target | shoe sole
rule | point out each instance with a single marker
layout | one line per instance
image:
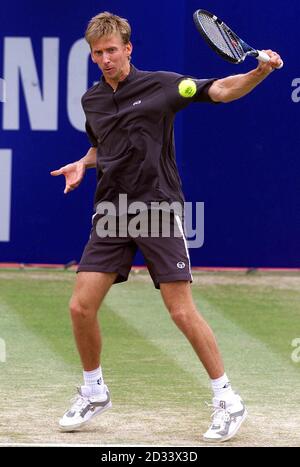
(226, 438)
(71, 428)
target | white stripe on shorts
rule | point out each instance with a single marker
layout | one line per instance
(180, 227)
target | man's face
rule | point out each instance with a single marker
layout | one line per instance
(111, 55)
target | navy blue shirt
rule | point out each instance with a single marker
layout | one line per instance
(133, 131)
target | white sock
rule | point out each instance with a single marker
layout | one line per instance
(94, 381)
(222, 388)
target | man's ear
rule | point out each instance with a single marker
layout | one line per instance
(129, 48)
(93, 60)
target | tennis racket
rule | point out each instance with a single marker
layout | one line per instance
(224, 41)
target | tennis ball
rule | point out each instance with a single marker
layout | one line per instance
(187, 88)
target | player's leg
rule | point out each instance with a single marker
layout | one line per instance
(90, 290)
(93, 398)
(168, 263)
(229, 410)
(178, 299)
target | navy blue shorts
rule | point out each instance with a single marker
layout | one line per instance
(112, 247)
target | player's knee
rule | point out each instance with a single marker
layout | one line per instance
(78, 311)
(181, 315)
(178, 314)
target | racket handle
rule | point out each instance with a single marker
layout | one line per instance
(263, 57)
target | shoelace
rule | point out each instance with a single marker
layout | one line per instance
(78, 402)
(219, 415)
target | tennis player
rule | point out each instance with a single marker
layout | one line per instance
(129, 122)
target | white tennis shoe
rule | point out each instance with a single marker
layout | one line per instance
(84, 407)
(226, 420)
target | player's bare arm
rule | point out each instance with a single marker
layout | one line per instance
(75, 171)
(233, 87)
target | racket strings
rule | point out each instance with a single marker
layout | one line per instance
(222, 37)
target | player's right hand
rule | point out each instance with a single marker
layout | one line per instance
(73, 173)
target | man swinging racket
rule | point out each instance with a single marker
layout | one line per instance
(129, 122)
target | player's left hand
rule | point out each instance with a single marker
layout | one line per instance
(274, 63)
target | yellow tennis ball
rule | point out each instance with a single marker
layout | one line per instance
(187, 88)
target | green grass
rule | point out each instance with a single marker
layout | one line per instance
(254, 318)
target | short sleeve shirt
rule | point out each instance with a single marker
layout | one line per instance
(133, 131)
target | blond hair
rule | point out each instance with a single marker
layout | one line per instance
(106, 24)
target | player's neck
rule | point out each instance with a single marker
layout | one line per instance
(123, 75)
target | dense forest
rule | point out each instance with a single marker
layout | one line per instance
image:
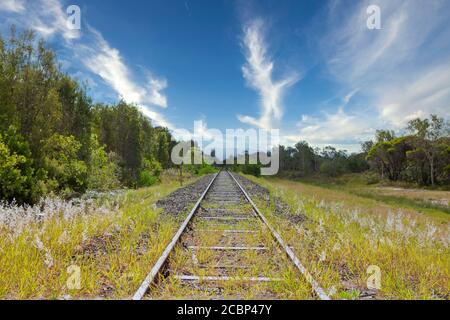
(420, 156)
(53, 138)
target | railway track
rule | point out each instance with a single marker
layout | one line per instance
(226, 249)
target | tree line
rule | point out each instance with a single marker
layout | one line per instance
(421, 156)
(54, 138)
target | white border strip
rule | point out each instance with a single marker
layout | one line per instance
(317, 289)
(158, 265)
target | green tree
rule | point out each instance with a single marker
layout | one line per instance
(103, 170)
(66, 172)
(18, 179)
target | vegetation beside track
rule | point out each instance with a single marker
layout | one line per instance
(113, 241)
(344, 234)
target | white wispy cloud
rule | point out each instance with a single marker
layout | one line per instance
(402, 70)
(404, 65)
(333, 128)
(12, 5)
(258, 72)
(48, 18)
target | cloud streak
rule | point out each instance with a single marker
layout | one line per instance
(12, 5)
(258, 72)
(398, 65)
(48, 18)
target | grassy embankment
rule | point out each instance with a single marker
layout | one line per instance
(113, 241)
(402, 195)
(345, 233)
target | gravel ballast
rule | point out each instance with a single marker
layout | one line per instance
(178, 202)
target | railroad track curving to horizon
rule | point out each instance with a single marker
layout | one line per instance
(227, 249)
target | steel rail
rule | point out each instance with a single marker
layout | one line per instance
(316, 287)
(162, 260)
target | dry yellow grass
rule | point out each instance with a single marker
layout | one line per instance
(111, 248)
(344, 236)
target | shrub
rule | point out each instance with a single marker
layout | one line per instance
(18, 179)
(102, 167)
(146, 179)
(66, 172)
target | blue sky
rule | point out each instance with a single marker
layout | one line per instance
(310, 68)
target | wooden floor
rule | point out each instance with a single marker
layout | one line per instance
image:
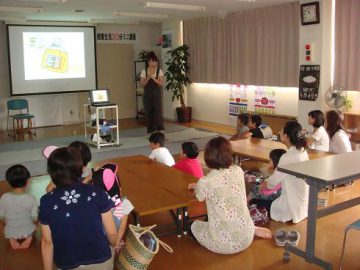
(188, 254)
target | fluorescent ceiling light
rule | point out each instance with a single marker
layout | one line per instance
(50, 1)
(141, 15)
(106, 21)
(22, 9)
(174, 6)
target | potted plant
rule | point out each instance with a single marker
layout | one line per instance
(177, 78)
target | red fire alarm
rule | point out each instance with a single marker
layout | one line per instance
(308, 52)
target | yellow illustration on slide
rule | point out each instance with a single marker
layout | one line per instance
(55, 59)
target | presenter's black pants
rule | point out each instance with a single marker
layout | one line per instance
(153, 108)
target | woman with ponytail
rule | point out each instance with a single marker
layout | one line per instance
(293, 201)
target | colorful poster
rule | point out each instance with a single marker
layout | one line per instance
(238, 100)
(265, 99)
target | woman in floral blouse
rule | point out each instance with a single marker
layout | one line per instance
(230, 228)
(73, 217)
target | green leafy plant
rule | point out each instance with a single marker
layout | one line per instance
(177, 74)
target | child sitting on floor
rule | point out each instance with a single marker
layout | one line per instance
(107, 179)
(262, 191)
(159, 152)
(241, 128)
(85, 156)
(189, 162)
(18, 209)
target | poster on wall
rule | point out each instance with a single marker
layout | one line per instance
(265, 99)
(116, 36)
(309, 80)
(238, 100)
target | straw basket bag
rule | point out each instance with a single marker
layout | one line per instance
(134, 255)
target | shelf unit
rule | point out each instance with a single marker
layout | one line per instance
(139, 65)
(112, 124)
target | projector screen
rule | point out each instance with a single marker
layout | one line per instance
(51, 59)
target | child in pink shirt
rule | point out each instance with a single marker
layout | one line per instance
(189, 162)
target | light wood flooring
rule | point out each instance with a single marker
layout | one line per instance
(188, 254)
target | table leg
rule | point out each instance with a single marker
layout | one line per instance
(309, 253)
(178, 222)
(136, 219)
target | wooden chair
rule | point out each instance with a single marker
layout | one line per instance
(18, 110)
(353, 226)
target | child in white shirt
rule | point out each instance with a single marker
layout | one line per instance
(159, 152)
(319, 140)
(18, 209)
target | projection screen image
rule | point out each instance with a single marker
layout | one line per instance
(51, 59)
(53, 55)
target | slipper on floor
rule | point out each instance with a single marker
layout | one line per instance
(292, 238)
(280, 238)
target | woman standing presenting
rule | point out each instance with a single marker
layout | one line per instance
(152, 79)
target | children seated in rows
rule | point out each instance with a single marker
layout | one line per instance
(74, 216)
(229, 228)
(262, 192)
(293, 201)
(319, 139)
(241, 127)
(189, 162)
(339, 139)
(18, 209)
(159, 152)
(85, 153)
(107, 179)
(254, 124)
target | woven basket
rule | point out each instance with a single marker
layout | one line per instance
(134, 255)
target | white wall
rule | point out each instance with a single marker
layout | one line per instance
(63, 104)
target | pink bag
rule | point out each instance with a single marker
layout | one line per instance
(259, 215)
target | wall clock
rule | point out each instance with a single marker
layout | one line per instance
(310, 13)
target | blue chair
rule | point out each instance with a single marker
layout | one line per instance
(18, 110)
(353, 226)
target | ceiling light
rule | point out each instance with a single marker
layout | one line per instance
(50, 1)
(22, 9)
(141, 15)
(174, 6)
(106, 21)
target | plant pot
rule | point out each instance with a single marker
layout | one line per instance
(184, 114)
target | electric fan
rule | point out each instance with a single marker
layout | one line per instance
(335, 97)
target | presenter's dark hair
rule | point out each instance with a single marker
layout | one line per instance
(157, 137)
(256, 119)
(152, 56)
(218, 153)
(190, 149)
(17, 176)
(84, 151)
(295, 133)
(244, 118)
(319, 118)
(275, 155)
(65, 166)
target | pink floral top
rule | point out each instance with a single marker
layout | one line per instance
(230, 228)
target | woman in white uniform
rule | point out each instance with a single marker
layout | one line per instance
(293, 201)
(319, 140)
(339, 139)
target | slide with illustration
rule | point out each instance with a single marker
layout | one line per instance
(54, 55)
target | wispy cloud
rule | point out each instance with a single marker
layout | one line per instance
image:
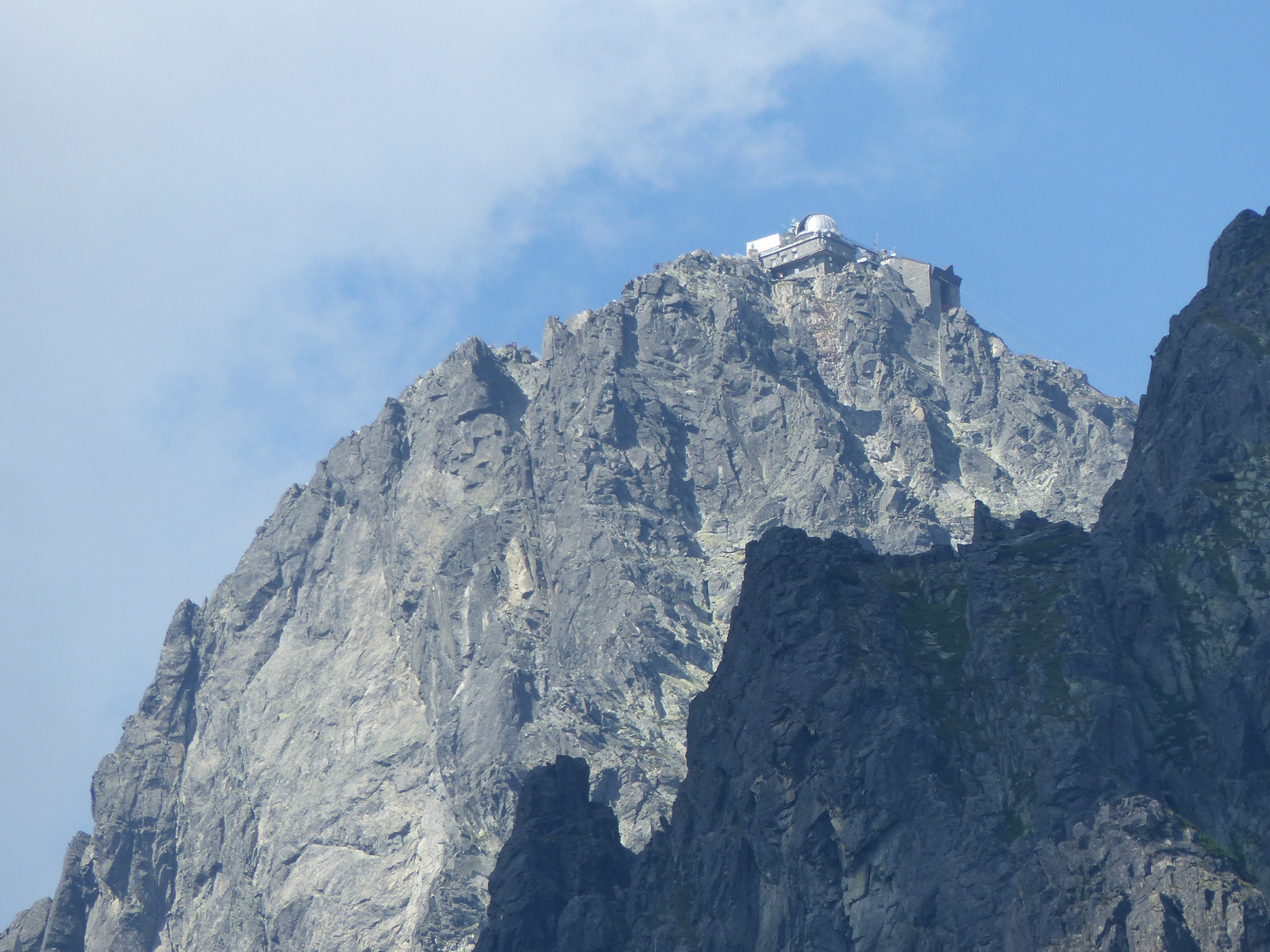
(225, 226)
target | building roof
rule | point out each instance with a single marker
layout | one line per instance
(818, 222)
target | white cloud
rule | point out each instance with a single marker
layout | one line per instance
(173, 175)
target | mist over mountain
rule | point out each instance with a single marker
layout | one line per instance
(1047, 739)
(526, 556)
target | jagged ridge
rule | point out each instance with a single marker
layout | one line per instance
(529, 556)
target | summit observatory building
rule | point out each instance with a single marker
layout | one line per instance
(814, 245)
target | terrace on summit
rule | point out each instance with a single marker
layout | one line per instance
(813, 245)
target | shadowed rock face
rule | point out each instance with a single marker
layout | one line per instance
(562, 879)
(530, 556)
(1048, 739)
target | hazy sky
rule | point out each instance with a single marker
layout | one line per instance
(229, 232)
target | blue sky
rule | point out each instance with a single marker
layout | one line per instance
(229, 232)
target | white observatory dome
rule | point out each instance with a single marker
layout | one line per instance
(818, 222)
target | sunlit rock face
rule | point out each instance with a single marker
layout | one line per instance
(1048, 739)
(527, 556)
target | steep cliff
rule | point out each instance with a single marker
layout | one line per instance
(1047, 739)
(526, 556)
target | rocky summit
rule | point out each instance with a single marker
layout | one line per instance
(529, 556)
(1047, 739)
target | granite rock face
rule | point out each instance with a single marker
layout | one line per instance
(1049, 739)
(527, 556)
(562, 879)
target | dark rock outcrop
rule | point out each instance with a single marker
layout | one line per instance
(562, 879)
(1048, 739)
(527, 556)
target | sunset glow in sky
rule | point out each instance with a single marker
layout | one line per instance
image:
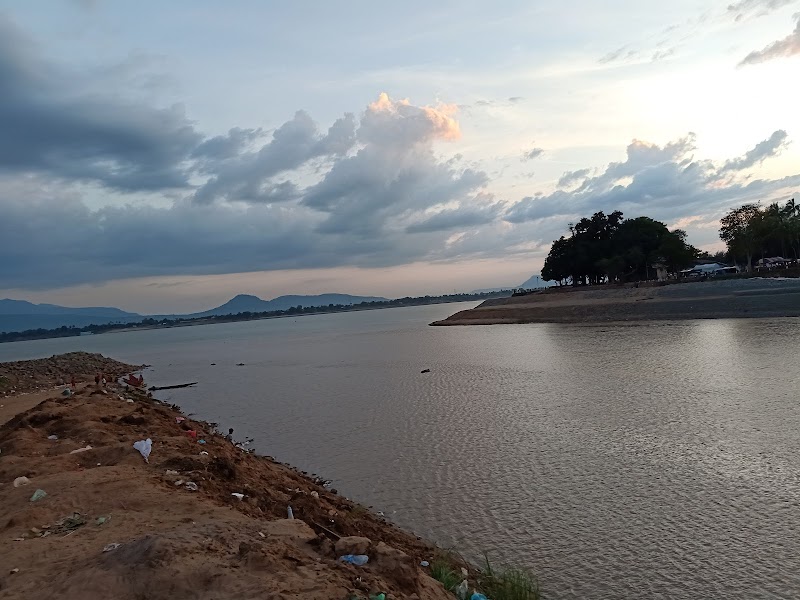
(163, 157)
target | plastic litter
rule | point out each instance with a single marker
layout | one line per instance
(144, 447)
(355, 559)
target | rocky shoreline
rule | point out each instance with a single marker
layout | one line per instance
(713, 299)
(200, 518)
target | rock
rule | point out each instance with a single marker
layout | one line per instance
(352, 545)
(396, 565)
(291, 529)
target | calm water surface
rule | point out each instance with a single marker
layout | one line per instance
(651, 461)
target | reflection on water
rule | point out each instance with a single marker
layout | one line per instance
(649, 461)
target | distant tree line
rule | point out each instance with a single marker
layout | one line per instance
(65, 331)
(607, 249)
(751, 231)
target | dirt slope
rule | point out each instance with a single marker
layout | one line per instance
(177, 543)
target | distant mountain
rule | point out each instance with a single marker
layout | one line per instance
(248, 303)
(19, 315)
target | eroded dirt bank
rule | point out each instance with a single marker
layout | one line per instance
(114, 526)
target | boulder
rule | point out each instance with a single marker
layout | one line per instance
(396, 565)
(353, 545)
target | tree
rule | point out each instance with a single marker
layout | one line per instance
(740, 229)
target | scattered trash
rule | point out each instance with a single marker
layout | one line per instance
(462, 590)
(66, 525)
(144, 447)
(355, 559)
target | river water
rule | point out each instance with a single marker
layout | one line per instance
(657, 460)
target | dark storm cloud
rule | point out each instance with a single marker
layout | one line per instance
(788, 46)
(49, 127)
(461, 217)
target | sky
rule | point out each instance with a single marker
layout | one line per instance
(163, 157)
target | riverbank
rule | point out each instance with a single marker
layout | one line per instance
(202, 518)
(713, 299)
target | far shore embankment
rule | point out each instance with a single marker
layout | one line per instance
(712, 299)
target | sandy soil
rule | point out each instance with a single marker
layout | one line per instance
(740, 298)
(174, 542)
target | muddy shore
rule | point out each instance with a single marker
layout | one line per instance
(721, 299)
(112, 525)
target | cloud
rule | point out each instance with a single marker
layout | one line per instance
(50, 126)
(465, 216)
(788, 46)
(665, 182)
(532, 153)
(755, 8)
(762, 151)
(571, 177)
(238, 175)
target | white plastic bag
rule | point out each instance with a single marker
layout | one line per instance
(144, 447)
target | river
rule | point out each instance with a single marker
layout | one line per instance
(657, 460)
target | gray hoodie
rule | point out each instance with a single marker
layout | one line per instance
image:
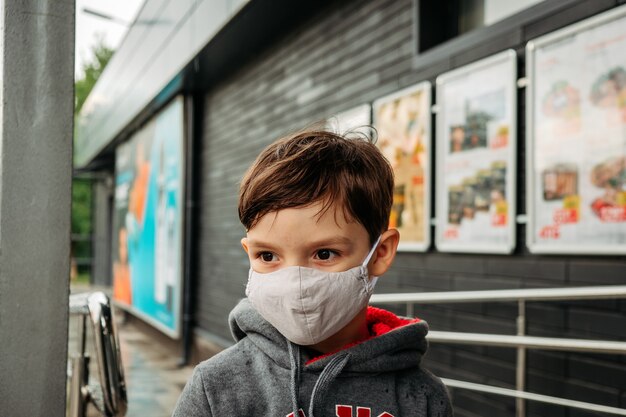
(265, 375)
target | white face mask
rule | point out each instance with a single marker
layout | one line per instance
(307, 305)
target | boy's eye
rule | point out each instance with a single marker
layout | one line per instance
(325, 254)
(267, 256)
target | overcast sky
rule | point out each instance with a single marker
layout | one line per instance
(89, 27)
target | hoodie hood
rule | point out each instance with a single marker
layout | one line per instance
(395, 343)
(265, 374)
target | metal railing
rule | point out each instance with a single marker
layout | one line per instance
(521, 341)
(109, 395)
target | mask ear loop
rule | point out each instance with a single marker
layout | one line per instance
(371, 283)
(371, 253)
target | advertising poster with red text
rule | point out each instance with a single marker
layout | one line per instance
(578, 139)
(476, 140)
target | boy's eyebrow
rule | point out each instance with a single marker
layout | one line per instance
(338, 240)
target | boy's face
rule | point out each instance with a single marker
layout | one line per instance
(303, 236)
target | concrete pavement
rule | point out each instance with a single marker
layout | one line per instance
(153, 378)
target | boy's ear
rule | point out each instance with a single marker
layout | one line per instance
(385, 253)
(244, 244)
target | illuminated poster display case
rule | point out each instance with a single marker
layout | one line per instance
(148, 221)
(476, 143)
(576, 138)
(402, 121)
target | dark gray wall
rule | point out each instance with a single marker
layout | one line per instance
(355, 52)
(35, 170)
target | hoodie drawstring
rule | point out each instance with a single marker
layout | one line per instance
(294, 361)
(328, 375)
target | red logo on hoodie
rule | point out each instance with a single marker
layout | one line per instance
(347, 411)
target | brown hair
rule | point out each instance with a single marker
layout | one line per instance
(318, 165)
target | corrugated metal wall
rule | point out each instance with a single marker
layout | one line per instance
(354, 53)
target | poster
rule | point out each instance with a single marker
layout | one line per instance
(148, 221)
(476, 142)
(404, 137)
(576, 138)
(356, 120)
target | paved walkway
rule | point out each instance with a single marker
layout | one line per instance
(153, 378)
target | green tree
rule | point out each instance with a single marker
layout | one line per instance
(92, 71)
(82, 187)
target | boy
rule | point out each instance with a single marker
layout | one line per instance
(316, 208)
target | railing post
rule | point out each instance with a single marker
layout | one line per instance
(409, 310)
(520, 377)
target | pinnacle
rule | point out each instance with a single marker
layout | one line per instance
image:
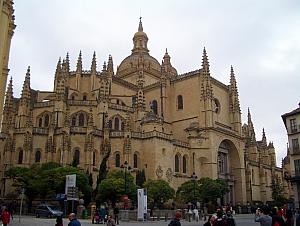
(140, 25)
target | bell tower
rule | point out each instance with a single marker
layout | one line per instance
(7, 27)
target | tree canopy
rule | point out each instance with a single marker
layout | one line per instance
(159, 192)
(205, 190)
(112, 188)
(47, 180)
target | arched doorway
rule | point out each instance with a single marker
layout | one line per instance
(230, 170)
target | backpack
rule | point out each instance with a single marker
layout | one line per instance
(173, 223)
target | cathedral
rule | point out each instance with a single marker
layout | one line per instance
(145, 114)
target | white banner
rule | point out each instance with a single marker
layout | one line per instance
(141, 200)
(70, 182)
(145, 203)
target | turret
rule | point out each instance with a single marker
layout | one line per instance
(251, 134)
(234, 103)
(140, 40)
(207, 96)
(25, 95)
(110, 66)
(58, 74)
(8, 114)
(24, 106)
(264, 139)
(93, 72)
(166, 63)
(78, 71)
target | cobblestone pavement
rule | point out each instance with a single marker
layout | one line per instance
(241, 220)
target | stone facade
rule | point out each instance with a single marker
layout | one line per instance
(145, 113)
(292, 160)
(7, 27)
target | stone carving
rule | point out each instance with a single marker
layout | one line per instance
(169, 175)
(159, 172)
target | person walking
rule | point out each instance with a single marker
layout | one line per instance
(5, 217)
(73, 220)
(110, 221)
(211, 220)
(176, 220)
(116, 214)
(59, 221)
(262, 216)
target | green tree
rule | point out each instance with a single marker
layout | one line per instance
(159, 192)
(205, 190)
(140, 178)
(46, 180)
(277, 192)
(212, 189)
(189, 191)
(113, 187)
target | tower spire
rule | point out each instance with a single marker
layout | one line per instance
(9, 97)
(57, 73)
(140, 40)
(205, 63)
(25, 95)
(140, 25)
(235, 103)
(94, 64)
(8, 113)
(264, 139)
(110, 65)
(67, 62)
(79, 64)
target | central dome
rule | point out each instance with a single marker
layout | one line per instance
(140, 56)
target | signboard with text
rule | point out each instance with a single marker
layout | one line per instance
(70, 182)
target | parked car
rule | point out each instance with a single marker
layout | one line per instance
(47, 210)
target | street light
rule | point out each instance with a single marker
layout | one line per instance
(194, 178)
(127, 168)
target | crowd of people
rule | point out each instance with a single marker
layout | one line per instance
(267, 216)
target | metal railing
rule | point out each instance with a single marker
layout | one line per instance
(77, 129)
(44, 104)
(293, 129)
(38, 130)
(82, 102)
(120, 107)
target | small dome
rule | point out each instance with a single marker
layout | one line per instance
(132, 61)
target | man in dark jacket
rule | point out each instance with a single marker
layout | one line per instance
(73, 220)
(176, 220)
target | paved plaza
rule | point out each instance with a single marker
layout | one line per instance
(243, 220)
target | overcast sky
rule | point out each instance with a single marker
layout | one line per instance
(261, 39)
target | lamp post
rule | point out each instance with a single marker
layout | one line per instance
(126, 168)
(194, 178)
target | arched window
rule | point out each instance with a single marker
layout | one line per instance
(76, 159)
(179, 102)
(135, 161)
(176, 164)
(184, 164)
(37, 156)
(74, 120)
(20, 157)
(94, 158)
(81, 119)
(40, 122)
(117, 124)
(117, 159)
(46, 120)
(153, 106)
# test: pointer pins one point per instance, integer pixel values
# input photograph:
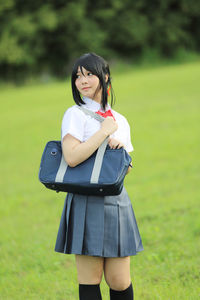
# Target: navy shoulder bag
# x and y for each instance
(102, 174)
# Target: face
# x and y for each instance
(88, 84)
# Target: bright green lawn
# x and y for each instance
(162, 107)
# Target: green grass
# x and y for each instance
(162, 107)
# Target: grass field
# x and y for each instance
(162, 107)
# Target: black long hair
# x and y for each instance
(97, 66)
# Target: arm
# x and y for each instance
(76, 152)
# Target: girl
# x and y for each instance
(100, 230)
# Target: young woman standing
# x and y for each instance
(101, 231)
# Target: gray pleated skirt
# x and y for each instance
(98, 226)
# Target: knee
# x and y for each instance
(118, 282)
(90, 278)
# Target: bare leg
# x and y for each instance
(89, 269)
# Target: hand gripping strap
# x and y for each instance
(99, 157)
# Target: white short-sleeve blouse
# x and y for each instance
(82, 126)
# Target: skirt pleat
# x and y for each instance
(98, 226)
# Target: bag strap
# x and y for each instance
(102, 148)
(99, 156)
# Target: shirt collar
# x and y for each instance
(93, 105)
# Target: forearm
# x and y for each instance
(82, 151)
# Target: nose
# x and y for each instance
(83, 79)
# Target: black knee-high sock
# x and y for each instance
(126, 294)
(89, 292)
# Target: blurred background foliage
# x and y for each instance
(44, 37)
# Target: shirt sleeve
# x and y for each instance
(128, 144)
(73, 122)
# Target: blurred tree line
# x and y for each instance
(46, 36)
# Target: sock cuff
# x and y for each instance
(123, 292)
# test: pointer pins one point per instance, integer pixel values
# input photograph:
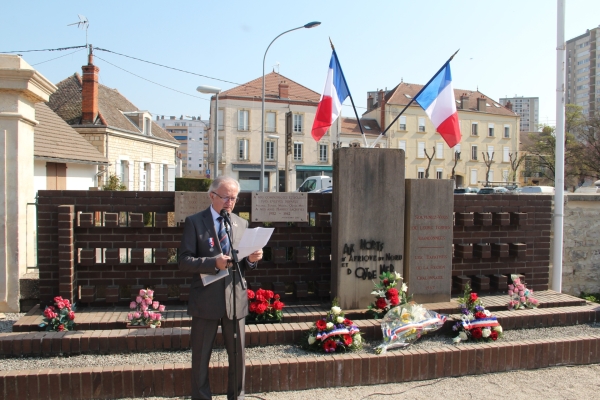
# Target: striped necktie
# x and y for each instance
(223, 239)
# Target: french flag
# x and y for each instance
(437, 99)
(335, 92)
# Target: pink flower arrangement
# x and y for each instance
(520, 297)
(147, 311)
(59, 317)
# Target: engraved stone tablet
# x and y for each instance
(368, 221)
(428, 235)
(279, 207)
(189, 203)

*-*-*

=== About this task ===
Which of the lines above hold the word "dark"? Copy each one.

=== Reply to the exercise ===
target | presenter's dark hair
target | dark rock outcrop
target | dark storm cloud
target | dark gray wall
target | man in dark jacket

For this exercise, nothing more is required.